/---

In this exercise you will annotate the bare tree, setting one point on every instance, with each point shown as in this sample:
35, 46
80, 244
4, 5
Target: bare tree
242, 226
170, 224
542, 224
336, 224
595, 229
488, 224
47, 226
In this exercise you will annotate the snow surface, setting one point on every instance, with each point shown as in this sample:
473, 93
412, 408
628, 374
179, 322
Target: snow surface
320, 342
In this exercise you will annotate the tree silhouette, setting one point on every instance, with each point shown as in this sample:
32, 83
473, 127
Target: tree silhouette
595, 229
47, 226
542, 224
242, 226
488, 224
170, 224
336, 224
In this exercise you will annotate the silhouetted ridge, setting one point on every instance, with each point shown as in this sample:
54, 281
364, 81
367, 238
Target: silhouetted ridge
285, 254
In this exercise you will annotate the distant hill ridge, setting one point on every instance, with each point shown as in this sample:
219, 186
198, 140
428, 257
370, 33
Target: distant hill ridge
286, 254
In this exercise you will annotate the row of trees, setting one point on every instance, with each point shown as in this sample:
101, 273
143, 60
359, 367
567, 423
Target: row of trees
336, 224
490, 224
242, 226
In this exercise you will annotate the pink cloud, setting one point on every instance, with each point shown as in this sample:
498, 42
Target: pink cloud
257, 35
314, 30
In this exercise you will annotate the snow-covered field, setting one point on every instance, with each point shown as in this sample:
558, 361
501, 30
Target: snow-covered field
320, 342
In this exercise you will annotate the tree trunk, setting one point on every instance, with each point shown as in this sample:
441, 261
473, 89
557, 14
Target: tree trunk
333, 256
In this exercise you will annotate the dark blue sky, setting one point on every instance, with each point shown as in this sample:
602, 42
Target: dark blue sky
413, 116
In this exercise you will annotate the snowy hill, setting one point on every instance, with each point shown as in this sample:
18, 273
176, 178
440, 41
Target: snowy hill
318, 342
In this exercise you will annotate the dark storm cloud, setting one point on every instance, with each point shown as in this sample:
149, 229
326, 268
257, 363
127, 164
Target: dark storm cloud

\---

Requirement ▸ Reproduce the material above without any change, from the line with "In this exercise you will annotate the silhouetted" through the last line of the material.

Completed task ▸
In this exercise you will annotate the silhouetted ridge, setting one point on every instance, with each point shown as in this sample:
54, 281
364, 81
367, 238
Target: silhouetted ridge
285, 254
In this exercise you will annotate the distant hill ridge, setting one point on every instance, with each point shown as in this sample:
219, 186
198, 140
428, 257
370, 33
Target: distant hill ridge
286, 254
In this exercise you will annotate the row of trees, setting one point on every instance, with each point shown as in this sample:
101, 273
143, 60
359, 367
567, 423
Target: row of trees
336, 224
490, 224
242, 226
In this exercise you will annotate the pink cloud, setting one point on every instance, with each point shown as in this sample:
498, 42
Target: pink cloud
257, 35
314, 30
In this exercise you will annotate the snow-covered field, setting one point on every instance, with each point shown as in this sample:
558, 361
501, 30
Target: snow-covered field
320, 342
In this exercise you will annotate the tree trunk, setting one point on every instance, with each point shown as in this sample:
441, 261
473, 89
557, 14
Target: tree trunk
333, 256
In this exercise you will annotate the dark blue sky, setting one point on every instance, with each point shown as in this sample:
602, 42
Target: dark blue sky
413, 116
In this exercise you will annotate the snowy hill, setting one point on every instance, with each point shown as in this sample:
18, 273
176, 178
440, 41
Target: snowy hill
318, 342
In this exercise you will annotate the dark storm cloud, setting one point on every instance, with each point shown as in this sample:
149, 229
326, 268
257, 363
127, 164
Target: dark storm cloud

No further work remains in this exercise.